**Aim**
Render the data below as a JSON list of strings with one string per line, skipping blank lines and omitting the pictures.

** Begin Data for this exercise **

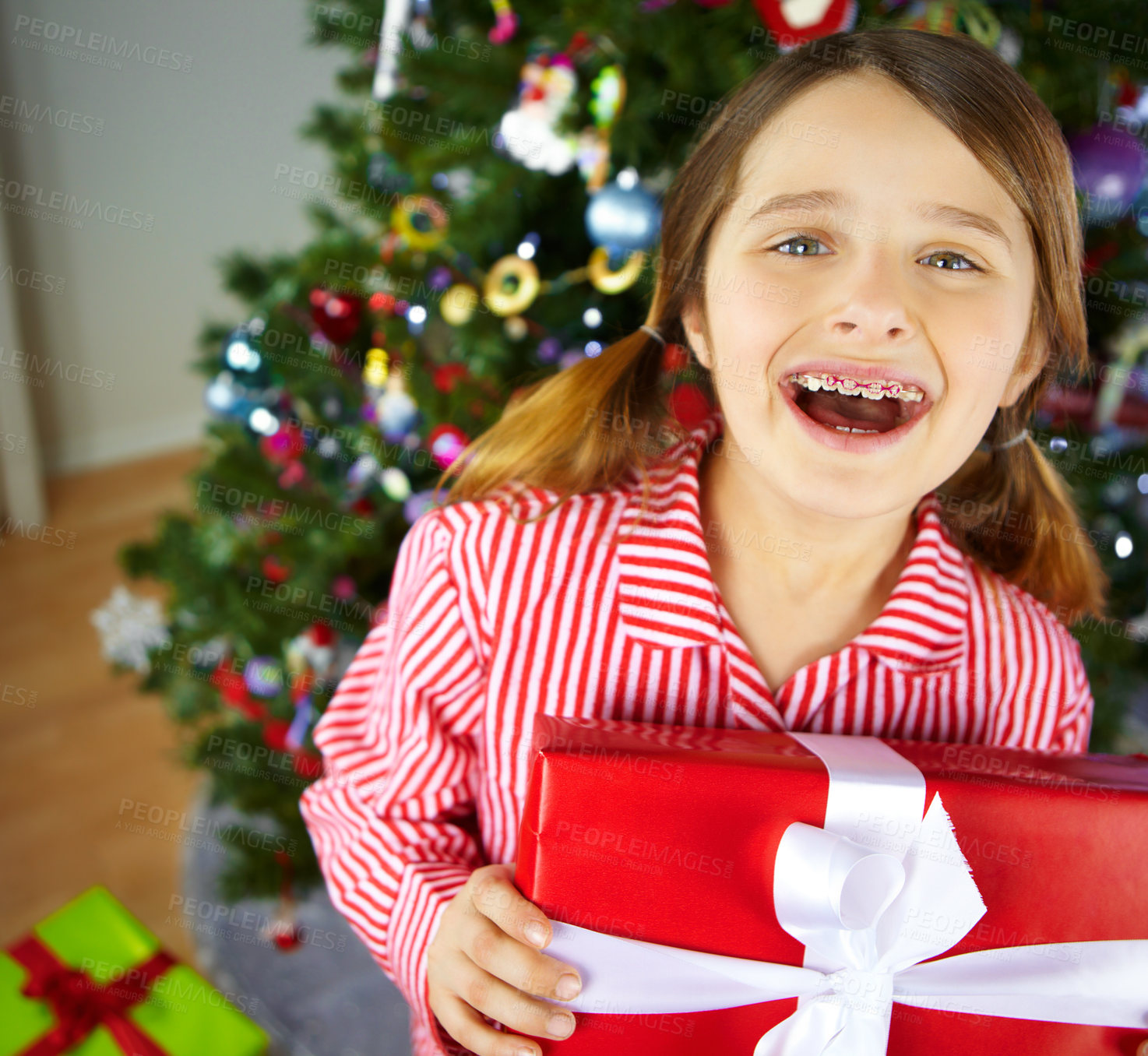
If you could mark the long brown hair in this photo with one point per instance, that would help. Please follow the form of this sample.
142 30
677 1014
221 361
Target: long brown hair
588 426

** End Data for this exercise **

**Answer in full**
[
  "If you could mark the long brown hair in this photo with one point per instance, that would help. Please follow the form of this sample.",
  "142 30",
  "677 1014",
  "221 361",
  "Target: long brown hair",
  "588 426"
]